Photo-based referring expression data

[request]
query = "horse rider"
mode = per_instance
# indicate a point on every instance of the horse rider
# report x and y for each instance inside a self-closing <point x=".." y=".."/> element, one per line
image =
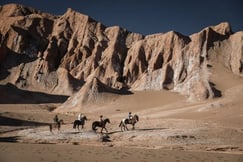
<point x="80" y="116"/>
<point x="130" y="116"/>
<point x="101" y="119"/>
<point x="56" y="119"/>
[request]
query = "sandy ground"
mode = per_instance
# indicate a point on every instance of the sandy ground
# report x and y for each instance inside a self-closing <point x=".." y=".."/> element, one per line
<point x="170" y="128"/>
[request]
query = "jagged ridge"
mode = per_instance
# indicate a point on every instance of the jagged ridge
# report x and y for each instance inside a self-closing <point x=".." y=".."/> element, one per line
<point x="59" y="54"/>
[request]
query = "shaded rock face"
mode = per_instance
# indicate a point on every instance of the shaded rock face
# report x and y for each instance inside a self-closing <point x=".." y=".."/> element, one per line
<point x="61" y="54"/>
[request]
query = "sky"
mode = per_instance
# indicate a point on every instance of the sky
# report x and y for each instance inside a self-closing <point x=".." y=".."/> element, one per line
<point x="149" y="16"/>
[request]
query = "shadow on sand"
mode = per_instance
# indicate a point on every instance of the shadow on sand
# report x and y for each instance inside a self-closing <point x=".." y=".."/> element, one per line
<point x="144" y="129"/>
<point x="6" y="121"/>
<point x="10" y="94"/>
<point x="9" y="139"/>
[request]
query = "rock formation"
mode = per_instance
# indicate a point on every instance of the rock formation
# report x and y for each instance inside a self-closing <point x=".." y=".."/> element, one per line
<point x="71" y="53"/>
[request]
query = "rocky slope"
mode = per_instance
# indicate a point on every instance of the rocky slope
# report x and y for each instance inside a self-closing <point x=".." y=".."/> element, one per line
<point x="71" y="53"/>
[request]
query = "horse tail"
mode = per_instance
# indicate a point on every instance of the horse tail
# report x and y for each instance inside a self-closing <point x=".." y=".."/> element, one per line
<point x="137" y="117"/>
<point x="121" y="123"/>
<point x="94" y="126"/>
<point x="50" y="126"/>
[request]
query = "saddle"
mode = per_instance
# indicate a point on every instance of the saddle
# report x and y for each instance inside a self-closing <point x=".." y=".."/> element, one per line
<point x="129" y="121"/>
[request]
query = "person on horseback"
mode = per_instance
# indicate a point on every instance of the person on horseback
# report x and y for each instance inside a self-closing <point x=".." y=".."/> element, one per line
<point x="80" y="116"/>
<point x="130" y="116"/>
<point x="101" y="119"/>
<point x="56" y="119"/>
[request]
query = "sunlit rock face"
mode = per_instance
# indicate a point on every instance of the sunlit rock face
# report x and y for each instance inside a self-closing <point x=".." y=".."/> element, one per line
<point x="67" y="54"/>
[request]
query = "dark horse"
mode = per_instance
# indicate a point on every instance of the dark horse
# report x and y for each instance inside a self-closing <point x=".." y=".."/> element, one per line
<point x="56" y="125"/>
<point x="124" y="122"/>
<point x="81" y="122"/>
<point x="100" y="124"/>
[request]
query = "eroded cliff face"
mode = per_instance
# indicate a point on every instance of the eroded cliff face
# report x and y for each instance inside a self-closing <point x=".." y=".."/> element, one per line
<point x="63" y="54"/>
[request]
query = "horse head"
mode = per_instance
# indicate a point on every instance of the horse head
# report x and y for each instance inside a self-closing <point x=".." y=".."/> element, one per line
<point x="85" y="118"/>
<point x="61" y="121"/>
<point x="107" y="120"/>
<point x="136" y="117"/>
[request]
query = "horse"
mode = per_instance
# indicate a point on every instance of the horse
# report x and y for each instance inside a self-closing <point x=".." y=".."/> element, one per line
<point x="100" y="124"/>
<point x="56" y="125"/>
<point x="124" y="122"/>
<point x="81" y="122"/>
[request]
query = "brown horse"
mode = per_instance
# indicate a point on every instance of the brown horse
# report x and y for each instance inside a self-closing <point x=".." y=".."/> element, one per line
<point x="56" y="125"/>
<point x="81" y="122"/>
<point x="100" y="124"/>
<point x="124" y="122"/>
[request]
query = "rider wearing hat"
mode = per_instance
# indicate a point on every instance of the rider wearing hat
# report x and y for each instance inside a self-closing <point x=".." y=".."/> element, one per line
<point x="130" y="116"/>
<point x="101" y="119"/>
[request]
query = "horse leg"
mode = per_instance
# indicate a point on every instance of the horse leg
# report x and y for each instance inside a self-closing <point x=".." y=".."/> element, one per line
<point x="126" y="127"/>
<point x="133" y="126"/>
<point x="106" y="130"/>
<point x="101" y="130"/>
<point x="50" y="126"/>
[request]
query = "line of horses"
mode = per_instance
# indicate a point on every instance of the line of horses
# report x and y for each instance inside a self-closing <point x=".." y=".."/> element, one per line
<point x="95" y="124"/>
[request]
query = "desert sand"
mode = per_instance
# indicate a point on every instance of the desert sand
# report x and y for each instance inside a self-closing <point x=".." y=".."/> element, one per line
<point x="170" y="128"/>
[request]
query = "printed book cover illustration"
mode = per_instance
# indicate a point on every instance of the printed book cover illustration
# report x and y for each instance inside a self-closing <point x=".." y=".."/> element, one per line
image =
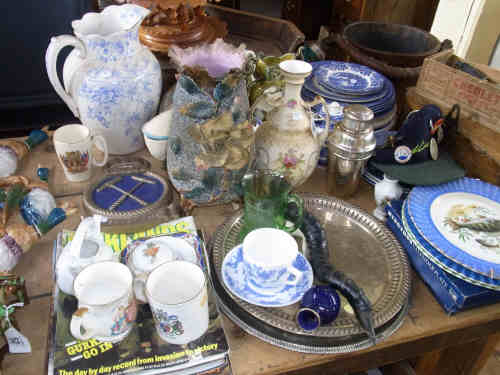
<point x="142" y="351"/>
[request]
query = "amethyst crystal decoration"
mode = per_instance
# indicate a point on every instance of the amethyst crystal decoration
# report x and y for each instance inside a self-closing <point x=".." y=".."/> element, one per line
<point x="210" y="143"/>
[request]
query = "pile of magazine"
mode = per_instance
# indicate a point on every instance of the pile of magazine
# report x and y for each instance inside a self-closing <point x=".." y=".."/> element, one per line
<point x="451" y="234"/>
<point x="142" y="351"/>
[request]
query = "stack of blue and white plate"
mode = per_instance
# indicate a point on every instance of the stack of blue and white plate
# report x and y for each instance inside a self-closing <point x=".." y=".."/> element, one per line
<point x="342" y="84"/>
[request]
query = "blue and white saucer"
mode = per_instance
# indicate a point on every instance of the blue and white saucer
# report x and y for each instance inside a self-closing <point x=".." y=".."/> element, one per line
<point x="348" y="78"/>
<point x="234" y="277"/>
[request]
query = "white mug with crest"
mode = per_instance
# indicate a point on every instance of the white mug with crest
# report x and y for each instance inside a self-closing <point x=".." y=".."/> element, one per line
<point x="177" y="295"/>
<point x="74" y="148"/>
<point x="106" y="304"/>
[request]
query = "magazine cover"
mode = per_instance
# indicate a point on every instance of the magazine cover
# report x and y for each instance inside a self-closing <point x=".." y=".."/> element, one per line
<point x="142" y="351"/>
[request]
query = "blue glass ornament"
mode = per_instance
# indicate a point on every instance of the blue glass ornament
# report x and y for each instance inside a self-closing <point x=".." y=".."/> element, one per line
<point x="35" y="138"/>
<point x="43" y="174"/>
<point x="320" y="305"/>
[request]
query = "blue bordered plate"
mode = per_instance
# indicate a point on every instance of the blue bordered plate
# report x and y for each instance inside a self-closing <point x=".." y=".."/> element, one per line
<point x="348" y="78"/>
<point x="439" y="259"/>
<point x="313" y="82"/>
<point x="460" y="219"/>
<point x="383" y="104"/>
<point x="233" y="275"/>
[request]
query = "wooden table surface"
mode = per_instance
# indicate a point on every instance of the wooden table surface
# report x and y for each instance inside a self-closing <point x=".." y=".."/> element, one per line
<point x="435" y="342"/>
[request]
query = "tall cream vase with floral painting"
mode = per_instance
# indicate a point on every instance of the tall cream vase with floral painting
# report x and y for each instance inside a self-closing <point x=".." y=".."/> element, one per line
<point x="287" y="141"/>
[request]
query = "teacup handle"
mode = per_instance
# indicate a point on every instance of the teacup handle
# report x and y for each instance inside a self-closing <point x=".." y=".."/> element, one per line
<point x="294" y="198"/>
<point x="139" y="285"/>
<point x="296" y="273"/>
<point x="77" y="323"/>
<point x="101" y="143"/>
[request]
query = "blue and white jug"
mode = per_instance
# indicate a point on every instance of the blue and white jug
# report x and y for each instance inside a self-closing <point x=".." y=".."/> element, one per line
<point x="112" y="83"/>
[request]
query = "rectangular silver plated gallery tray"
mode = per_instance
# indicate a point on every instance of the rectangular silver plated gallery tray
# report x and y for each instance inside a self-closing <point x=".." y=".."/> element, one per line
<point x="361" y="247"/>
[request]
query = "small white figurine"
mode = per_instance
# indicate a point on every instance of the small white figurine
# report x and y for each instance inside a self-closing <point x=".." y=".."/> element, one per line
<point x="385" y="191"/>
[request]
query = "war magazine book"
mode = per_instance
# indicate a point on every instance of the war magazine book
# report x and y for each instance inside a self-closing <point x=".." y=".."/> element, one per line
<point x="142" y="351"/>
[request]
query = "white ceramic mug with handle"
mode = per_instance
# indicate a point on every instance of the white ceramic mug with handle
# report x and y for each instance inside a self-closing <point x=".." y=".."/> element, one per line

How to complete this task - Exactly one number is the expected answer: the count of lines in the entries where the word "crystal" is found.

Solution to the exercise - 2